▸ **Exercise requirements**:
Retype the whole listing exactly. Leave out pictures.

= Beginning of Section =

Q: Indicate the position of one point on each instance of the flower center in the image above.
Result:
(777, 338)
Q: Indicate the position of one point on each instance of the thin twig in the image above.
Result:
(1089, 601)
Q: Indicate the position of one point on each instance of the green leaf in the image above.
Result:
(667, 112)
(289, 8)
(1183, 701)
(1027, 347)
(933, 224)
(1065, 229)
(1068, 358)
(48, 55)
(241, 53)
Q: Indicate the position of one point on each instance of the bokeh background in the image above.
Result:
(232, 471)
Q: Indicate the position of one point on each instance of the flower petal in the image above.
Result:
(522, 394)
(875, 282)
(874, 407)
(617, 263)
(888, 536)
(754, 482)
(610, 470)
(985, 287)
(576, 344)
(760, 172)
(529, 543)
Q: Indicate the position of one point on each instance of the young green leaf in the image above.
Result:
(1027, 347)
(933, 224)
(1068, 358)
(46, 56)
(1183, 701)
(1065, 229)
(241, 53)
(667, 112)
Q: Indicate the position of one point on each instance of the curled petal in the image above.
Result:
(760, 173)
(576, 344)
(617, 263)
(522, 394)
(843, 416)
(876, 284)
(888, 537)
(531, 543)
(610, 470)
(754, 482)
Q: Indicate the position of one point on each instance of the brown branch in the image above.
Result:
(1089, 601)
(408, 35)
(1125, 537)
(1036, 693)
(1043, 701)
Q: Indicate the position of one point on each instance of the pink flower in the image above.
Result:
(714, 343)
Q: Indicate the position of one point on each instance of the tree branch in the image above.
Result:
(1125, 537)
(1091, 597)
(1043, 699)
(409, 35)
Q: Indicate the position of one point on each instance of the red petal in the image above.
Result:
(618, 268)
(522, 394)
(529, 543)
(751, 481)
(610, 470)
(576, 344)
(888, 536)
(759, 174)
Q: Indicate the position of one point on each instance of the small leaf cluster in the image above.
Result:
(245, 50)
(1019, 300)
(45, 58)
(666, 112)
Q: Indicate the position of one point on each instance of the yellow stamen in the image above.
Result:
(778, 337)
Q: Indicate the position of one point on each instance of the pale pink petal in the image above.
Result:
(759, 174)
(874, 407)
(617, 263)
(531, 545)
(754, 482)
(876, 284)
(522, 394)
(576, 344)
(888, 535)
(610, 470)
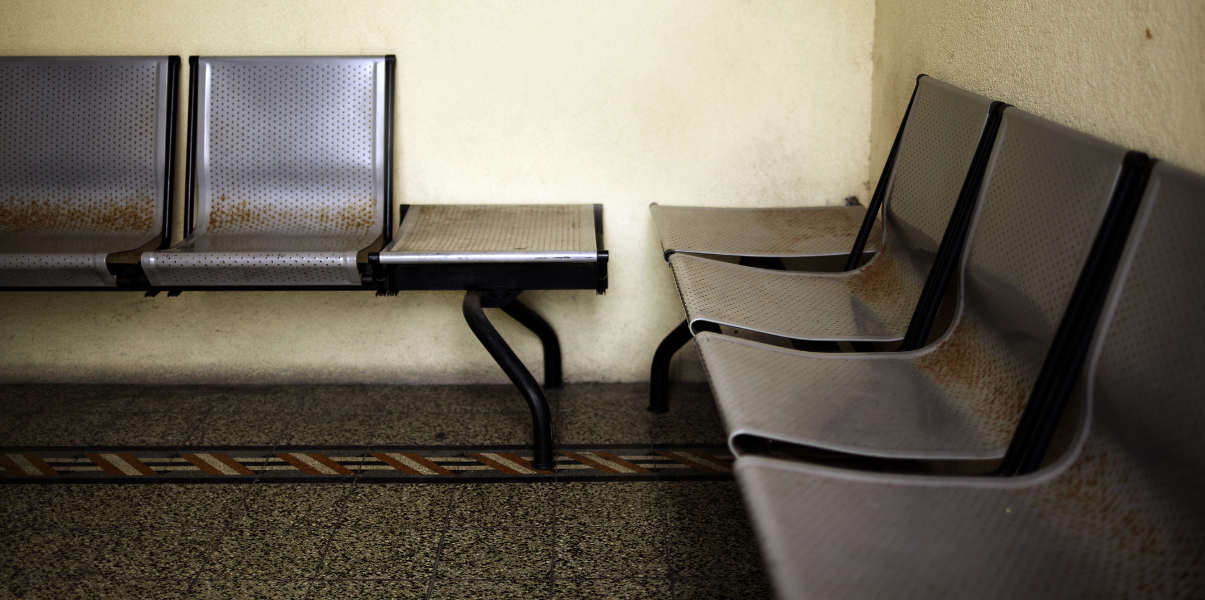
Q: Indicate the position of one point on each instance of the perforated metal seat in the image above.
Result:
(291, 174)
(783, 233)
(874, 303)
(1040, 206)
(1116, 515)
(84, 165)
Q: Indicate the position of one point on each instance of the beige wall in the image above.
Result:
(621, 103)
(1083, 63)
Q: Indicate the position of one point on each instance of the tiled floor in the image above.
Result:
(640, 539)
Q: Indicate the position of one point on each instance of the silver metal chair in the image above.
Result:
(86, 148)
(1115, 513)
(289, 171)
(932, 171)
(1040, 206)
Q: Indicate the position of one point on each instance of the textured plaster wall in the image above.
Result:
(621, 103)
(1129, 71)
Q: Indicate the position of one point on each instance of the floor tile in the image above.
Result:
(374, 589)
(724, 551)
(752, 587)
(381, 553)
(250, 589)
(504, 505)
(145, 553)
(269, 552)
(497, 553)
(498, 589)
(653, 588)
(95, 588)
(311, 505)
(612, 504)
(623, 552)
(393, 505)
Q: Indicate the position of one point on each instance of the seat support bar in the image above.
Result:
(513, 368)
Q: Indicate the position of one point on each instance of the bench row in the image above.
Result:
(1001, 437)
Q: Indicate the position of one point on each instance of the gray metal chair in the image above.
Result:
(1116, 513)
(1040, 206)
(84, 166)
(289, 166)
(876, 301)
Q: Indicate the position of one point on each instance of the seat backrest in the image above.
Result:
(1042, 200)
(1132, 489)
(936, 147)
(291, 146)
(83, 145)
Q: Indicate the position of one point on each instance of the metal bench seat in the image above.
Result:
(494, 247)
(84, 166)
(764, 231)
(876, 301)
(291, 163)
(1115, 511)
(1040, 207)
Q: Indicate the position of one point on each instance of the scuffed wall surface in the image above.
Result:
(622, 103)
(1130, 71)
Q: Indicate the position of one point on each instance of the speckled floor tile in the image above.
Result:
(753, 587)
(617, 413)
(622, 552)
(726, 551)
(503, 553)
(611, 504)
(136, 505)
(268, 552)
(498, 589)
(250, 589)
(713, 503)
(388, 505)
(31, 556)
(381, 553)
(653, 588)
(118, 428)
(95, 588)
(504, 505)
(369, 589)
(141, 553)
(312, 505)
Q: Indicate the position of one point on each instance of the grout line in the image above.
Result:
(224, 530)
(439, 548)
(333, 530)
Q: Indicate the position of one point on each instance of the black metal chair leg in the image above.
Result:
(533, 321)
(659, 375)
(503, 354)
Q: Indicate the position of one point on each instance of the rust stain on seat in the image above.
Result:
(106, 215)
(880, 281)
(228, 215)
(991, 389)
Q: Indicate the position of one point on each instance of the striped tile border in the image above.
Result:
(442, 465)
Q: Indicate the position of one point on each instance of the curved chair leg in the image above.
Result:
(533, 321)
(503, 354)
(659, 375)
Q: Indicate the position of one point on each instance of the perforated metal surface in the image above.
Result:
(795, 231)
(1041, 203)
(289, 148)
(494, 233)
(874, 303)
(1116, 516)
(81, 165)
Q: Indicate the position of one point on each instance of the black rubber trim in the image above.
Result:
(190, 148)
(389, 68)
(1069, 351)
(953, 241)
(876, 200)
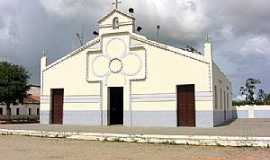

= End of Section =

▸ **Written response**:
Q: Indicate the position of one point on each instance of the flower center in the image above.
Result:
(777, 338)
Q: Indicate the position of one point on each instance of the thin twig in the image above.
Result:
(1089, 601)
Q: Indicate the position of one point on each instance of the green leaf in the image above.
Result:
(667, 112)
(289, 8)
(1183, 701)
(1027, 347)
(933, 224)
(1065, 229)
(1068, 358)
(48, 55)
(241, 53)
Q: Indicate the position of one point on each instance of the bokeh background in the image above.
Result:
(232, 471)
Q: Indicate the position of one point on each instance of the flower petal in the image above.
Result:
(522, 394)
(875, 282)
(874, 407)
(617, 263)
(888, 536)
(754, 482)
(610, 470)
(985, 287)
(576, 344)
(760, 172)
(529, 543)
Q: Indicate the position of one point on each instance of the young green leaf in the image above.
Result:
(1027, 347)
(933, 224)
(1068, 358)
(46, 56)
(1183, 701)
(1065, 229)
(241, 53)
(667, 112)
Q: Indicate the position of one point on each instance of the curled petal in the image above.
Result:
(760, 173)
(576, 344)
(617, 263)
(522, 394)
(843, 416)
(876, 284)
(888, 537)
(531, 543)
(610, 470)
(754, 482)
Q: Indicate the position of one point on each instance of the brown branch in the image above.
Result:
(1089, 601)
(408, 35)
(1125, 537)
(1036, 693)
(1043, 701)
Q: Indicate the position of one point on each instance of the pink flower in the image above.
Result:
(714, 343)
Q: Indicate the position of one point on each instance of the tree branch in the image above.
Result:
(1125, 537)
(1091, 597)
(1043, 699)
(409, 35)
Q: Indicate the position of one point on each instance of the red petal in the image above.
Result:
(618, 268)
(522, 394)
(529, 543)
(751, 481)
(610, 470)
(576, 344)
(888, 536)
(759, 174)
Q: Indicate the position of one point on each instance of the small leaf cluster in the image above.
Result:
(245, 50)
(1019, 300)
(45, 58)
(666, 112)
Q: Indicate the position of one point on each instance of the yellow stamen in the image above.
Result:
(778, 337)
Q: Indicate the position of one point on each instance of the pale pink petal in the image above.
Result:
(759, 174)
(874, 407)
(617, 263)
(531, 545)
(754, 482)
(876, 284)
(522, 394)
(576, 344)
(888, 535)
(610, 470)
Q: Indicate the position of one point on each instance of the perforated metal seat in the image above.
Result:
(291, 174)
(783, 233)
(874, 303)
(1040, 206)
(1116, 515)
(84, 165)
Q: Indicate the position of one point on each instance of the beige wall in the image above.
Result:
(621, 103)
(1083, 63)
Q: Indicate the position of one point on each instance of the tiled floor in the image above.
Result:
(640, 539)
Q: Indicate the position of one point on each instance of the silver metal chair in the image above.
Result:
(86, 148)
(1115, 513)
(289, 171)
(932, 171)
(1040, 206)
Q: Indicate the position of one point on each instance of the textured plaster wall in the image above.
Result:
(621, 103)
(1129, 71)
Q: Indicate the position of one point on each instance of the floor tile in the image above.
Result:
(374, 589)
(724, 551)
(752, 587)
(381, 553)
(250, 589)
(504, 505)
(145, 553)
(269, 552)
(497, 553)
(498, 589)
(653, 588)
(95, 588)
(311, 505)
(612, 504)
(623, 552)
(393, 505)
Q: Indicate the position of one point on each instance of the seat support bar in the image above.
Result:
(513, 368)
Q: Indicate the position of one point on each instance of the bench row in the image above.
Result:
(1001, 437)
Q: Indicate the position of one point on each instance of the gray metal chair in the image above.
Result:
(1116, 513)
(1040, 206)
(84, 166)
(289, 166)
(876, 301)
Q: Indicate the position of one point on each instance of the seat backrest in the image above.
Result:
(1042, 200)
(1132, 489)
(936, 147)
(291, 146)
(83, 145)
Q: Indicate the position of one point on each instance of the metal bench seat in the image above.
Result:
(494, 247)
(84, 166)
(764, 231)
(876, 301)
(291, 163)
(1115, 511)
(1040, 207)
Q: Indicate the position of one point on each instance of the scuffed wall surface in the image above.
Result:
(622, 103)
(1130, 71)
Q: Indicate the position of one point on each instance of the speckled floor tile in the image above.
Result:
(753, 587)
(617, 413)
(622, 552)
(726, 551)
(503, 553)
(611, 504)
(136, 505)
(268, 552)
(498, 589)
(250, 589)
(713, 503)
(388, 505)
(31, 556)
(381, 553)
(653, 588)
(118, 428)
(95, 588)
(504, 505)
(369, 589)
(141, 553)
(312, 505)
Q: Indicate the position of one point on each instance of the grout line in the image above.
Result:
(224, 530)
(439, 548)
(333, 530)
Q: Indicate the position of one point on each instance of the black metal chair leg in the image above.
Result:
(533, 321)
(659, 375)
(503, 354)
Q: Indicate the position of one point on each instance of the rust stain on seat in the image above.
Result:
(106, 215)
(880, 281)
(228, 215)
(991, 389)
Q: Indicate the position of one point on each instance of the striped tile border in the image above.
Result:
(442, 465)
Q: Indicate the position of one point on each instance of the curved chair leg in the image above.
Result:
(533, 321)
(503, 354)
(659, 375)
Q: Indicate the position of one point on each instance of the perforated metal surface in the image above.
Result:
(795, 231)
(1041, 203)
(289, 148)
(494, 233)
(874, 303)
(1116, 516)
(81, 165)
Q: Indicate the position of one point on each instance of the black rubber trim in the image above.
Result:
(190, 148)
(389, 68)
(1069, 351)
(953, 241)
(876, 200)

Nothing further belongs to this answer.